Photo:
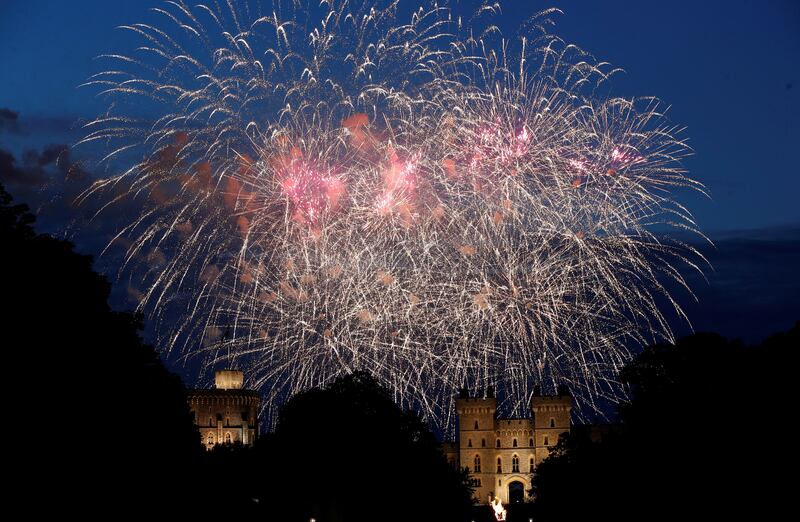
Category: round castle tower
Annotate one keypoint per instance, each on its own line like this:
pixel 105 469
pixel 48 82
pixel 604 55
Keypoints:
pixel 227 413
###
WHAT YOU ARE ASKED TO DO. Word for word, restate each line above, minus its pictures.

ANSWER SECTION.
Photo:
Category: round castle tower
Annotate one keypoint per instance, each on its own line like this:
pixel 105 469
pixel 48 82
pixel 604 55
Keypoints:
pixel 227 413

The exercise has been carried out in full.